(What the task asks):
Locate every line in the records below that contains the word "cloud", and copy each of those lines.
___
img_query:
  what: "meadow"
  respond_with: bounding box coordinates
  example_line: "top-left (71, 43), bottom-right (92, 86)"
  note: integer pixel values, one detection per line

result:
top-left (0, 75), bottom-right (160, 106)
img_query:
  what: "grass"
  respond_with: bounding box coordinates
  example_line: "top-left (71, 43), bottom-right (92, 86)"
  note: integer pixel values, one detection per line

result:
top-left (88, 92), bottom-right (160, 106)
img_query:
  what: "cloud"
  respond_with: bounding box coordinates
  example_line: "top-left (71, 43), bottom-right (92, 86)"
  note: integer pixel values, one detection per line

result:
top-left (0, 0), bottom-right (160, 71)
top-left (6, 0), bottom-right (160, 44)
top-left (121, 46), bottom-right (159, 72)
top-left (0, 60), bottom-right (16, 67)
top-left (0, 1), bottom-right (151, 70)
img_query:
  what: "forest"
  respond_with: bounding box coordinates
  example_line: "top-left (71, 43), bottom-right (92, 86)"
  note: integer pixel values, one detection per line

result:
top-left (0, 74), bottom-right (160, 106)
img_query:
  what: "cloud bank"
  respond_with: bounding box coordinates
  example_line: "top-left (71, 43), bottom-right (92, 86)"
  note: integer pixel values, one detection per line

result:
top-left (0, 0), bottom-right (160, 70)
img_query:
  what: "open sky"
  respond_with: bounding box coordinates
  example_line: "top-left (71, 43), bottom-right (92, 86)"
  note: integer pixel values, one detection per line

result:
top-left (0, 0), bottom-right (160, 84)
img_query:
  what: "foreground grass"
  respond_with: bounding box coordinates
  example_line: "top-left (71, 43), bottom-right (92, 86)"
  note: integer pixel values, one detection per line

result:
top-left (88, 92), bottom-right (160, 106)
___
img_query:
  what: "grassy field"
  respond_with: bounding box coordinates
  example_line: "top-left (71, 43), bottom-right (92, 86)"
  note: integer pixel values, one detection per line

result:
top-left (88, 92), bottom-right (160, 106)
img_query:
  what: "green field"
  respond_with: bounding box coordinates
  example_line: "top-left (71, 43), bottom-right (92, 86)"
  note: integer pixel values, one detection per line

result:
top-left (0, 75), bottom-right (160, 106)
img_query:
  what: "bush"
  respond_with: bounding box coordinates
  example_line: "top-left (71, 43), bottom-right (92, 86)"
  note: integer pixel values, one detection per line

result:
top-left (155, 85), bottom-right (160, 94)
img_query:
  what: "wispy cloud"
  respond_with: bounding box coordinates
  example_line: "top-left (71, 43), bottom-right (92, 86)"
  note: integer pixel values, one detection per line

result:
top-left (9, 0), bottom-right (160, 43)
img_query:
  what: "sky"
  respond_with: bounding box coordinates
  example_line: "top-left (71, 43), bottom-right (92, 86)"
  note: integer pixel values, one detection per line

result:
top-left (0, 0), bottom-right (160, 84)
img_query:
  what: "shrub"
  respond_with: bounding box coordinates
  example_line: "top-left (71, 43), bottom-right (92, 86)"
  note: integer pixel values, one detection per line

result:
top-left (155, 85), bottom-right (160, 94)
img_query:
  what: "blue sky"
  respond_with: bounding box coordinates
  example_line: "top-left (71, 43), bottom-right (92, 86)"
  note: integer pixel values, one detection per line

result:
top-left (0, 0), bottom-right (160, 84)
___
(Task solution):
  what: "cloud"
  what: "cloud bank"
  what: "wispy cloud"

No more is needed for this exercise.